• **Exercise prompt**
Summarize the patent text on the trigger type sprayer in two sentences.

• **Excerpted text**
==================================================
Abstract:
A trigger type sprayer comprises a nozzle cover integrally formed with the nozzle and connected to the nozzle through an integral hinge. The nozzle cover includes a seal section for sealing the ejection hole of the nozzle. An engagement section is provided on the nozzle which snap-fits with a first lock section on the nozzle cover. A second lock section is provided in the nozzle cover which is snap-fittingly engageable with a hole in the upper surface of the sprayer body, whereby the nozzle cover is pivotable about the integral hinge and is lockable in either a nozzle-sealing position or a nozzle-opening position.

Description:
This is a division of Ser. No. 841,572, filed Oct. 12, 1977, now U.S. Pat. No. 4,153,203. 
    
    
     This invention relates to a sprayer for sucking up a liquid received in a container and ejecting the liquid under pressure, and more particularly to a trigger type sprayer. 
     In the field of manufacturing a sprayer, improvements are made from the standpoint of elevating the performance of the sprayer and also facilitating its assembly by decreasing a number of parts and simplifying the arrangement of the parts. 
     A large number of high pressure sprayers have already been proposed for improvement of performance in which high pressure spray is sustained from the beginning to the end without being affected by the sliding speed of a piston or pressure applied to the piston. There is also put to practical use a dispenser or sprayer in which a nozzle hole is sealed by sealing means to prevent the leakage of a spray liquid while the spraying device is not applied, for example, during transitor exposition. 
     Fewer improvements have been made on the assembling phase of a sprayer than on the technical phase thereof. An improvement on the construction of a sprayer includes, for example, a trigger actuated pump set forth in U.S. Pat. No. 3,749,290 (allowed to Micallof on July 31, 1973) in which the cylinder is formed of a flexible tubular member, and the upper edge of the tubular cylinder acts as a second valve. Though simply constructed with a sufficiently small number of parts to admit of easy assembly, the trigger actuated pump has the drawback that the liquid contained in the pump is pressurized only by the deformation of the flexible cylinder, failing to be sprayed at a fully high pressure. 
     It is an object of the invention to provide a trigger type sprayer which not only admits of easy assembly, but also prevents liquid from leaking to the outside when not in use. 
     Other objects, features and advantages of this invention will become apparent as the description thereof proceeds when considered in connection with the accompanying drawings.
==================================================
• **Data entries**

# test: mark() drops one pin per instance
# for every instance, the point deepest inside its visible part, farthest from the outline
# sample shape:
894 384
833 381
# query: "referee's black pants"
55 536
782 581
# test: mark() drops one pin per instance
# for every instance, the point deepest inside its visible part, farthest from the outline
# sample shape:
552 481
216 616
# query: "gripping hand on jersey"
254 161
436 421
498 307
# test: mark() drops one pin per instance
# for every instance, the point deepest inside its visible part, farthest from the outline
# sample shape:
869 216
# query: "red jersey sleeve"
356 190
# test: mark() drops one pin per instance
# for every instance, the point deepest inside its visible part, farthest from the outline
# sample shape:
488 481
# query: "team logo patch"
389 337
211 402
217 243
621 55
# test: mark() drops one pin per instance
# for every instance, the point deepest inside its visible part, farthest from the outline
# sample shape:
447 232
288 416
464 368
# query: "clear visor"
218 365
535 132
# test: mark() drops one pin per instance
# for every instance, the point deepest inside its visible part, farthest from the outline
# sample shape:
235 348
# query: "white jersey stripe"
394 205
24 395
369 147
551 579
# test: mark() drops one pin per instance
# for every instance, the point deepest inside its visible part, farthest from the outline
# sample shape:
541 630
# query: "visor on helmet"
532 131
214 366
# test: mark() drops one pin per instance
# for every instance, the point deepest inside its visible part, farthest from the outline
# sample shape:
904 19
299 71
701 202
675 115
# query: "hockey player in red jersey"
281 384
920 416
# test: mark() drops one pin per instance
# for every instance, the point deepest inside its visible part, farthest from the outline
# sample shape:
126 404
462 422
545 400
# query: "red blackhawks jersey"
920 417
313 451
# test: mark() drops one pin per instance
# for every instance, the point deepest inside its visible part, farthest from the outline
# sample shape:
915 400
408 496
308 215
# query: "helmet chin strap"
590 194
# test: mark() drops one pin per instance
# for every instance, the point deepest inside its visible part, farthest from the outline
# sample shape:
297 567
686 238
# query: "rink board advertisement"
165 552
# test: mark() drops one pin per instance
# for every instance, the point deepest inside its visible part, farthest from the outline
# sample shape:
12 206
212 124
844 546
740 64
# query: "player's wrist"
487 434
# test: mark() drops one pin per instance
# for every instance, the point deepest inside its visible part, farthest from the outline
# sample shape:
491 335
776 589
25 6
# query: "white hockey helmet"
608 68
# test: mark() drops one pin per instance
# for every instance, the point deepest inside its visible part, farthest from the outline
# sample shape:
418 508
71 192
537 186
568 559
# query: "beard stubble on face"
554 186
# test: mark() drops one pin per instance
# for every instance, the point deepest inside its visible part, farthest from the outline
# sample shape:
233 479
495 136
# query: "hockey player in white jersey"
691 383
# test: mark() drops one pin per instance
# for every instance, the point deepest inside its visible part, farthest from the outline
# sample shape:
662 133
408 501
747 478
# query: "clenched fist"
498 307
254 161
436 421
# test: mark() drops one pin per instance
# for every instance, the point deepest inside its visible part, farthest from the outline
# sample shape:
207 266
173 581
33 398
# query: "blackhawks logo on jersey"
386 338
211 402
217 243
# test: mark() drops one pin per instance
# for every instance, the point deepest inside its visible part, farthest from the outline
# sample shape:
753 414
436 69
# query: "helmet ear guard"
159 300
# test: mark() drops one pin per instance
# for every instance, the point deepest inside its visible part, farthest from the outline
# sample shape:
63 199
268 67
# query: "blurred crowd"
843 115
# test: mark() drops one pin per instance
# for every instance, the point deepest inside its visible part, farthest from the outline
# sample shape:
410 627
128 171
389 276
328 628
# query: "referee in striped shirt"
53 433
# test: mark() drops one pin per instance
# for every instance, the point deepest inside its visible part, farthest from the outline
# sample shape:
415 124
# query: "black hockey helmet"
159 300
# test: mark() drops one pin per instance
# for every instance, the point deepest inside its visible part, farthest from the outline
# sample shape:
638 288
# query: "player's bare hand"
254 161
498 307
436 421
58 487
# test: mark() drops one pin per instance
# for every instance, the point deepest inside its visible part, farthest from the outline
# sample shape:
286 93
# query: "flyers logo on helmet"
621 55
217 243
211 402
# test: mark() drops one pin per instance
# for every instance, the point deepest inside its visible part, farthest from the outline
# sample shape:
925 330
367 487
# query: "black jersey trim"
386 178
==================================================
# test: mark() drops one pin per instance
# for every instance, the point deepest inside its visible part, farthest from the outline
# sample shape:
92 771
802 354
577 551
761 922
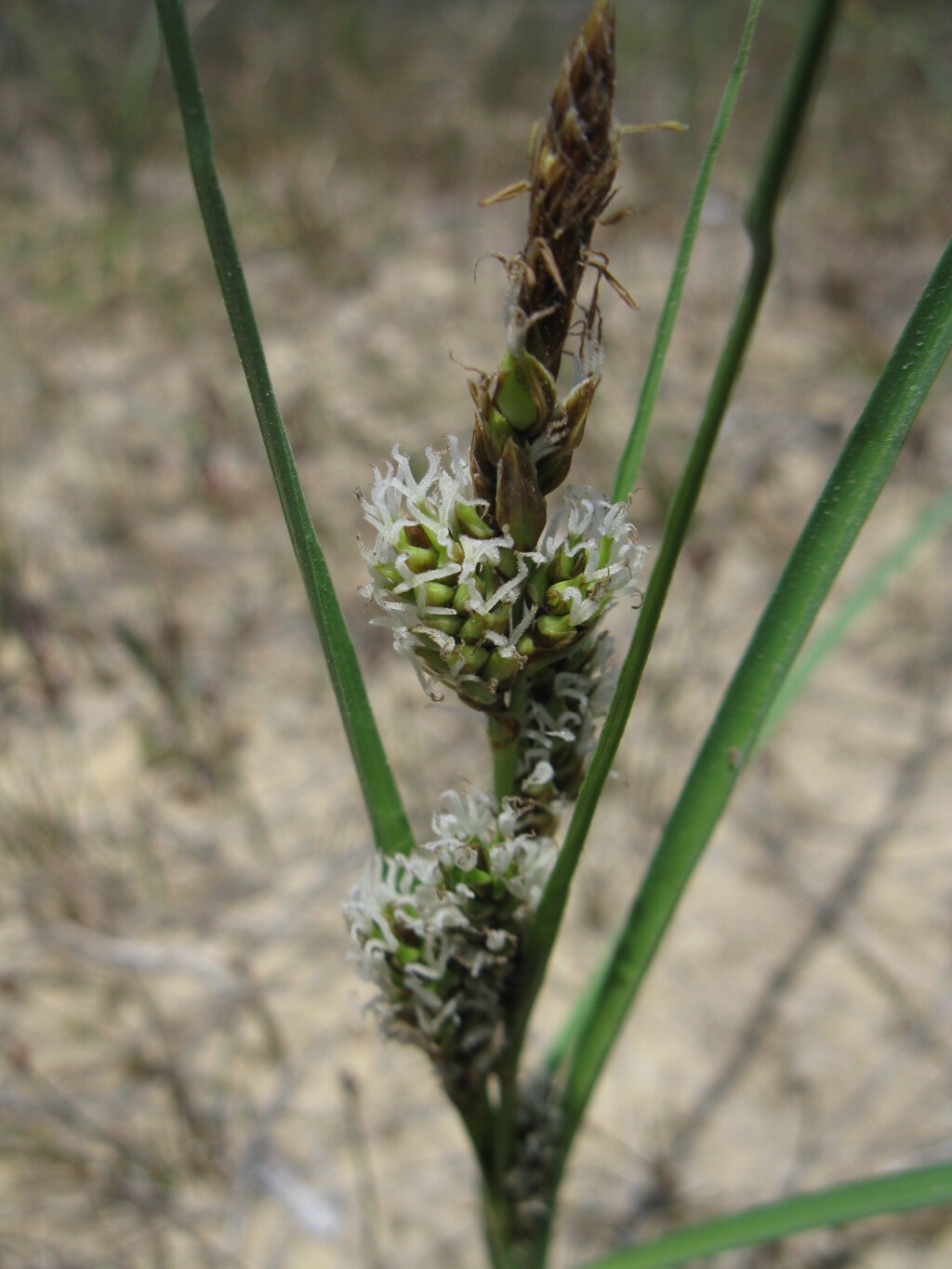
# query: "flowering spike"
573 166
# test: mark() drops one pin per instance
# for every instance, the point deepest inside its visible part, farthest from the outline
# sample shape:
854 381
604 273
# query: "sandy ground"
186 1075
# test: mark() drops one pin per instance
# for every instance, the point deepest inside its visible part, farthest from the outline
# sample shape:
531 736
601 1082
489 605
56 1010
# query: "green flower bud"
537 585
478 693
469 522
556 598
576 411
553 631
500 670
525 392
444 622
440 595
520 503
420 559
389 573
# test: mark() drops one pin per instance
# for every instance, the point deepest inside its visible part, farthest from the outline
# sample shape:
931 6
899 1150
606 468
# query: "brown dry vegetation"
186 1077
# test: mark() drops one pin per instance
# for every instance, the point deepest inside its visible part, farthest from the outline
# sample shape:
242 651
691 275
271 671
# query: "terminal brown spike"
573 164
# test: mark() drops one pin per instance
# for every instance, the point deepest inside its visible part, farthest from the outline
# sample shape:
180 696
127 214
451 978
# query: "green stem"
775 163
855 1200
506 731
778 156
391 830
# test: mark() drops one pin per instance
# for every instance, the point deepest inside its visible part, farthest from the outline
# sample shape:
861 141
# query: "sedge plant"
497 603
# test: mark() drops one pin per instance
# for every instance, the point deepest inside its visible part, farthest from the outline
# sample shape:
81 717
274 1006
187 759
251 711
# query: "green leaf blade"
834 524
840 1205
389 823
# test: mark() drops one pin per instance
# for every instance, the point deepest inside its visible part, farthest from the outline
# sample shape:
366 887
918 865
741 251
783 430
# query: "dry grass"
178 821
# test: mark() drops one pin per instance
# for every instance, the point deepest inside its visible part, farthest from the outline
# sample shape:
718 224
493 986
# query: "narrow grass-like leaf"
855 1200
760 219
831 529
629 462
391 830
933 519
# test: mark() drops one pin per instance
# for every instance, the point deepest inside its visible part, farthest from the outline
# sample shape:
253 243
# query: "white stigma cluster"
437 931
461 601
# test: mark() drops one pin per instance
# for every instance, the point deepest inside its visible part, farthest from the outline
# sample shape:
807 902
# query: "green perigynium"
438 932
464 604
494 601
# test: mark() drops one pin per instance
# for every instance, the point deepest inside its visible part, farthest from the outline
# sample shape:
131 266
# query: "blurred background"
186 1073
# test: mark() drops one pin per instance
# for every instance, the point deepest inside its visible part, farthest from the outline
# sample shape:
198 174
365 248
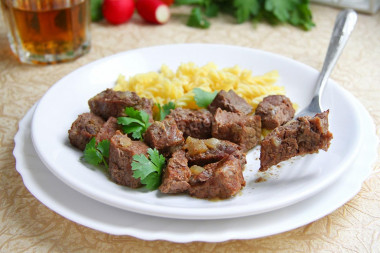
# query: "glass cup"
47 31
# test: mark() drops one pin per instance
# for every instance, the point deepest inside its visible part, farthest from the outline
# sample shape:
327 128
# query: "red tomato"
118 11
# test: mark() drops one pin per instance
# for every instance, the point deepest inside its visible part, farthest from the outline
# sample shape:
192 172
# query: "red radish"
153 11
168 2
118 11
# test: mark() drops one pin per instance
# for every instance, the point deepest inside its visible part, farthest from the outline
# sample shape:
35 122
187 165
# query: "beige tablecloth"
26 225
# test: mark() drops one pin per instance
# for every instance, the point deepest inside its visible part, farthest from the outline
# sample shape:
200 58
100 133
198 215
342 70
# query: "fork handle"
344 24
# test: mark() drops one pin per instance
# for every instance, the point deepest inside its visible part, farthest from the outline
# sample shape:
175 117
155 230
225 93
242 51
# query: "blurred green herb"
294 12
==================================================
• **Answer below**
The text describes a trigger type sprayer whose nozzle cover is formed integrally with the nozzle, joined to it by an integral hinge, and fitted with a seal section for the nozzle's ejection hole, so that the cover can pivot and snap-lock in either a nozzle-sealing or a nozzle-opening position. The description notes that fewer improvements have been made on the assembling phase of sprayers than on the technical phase, and it states the object of providing a sprayer that admits of easy assembly and prevents liquid from leaking to the outside when not in use.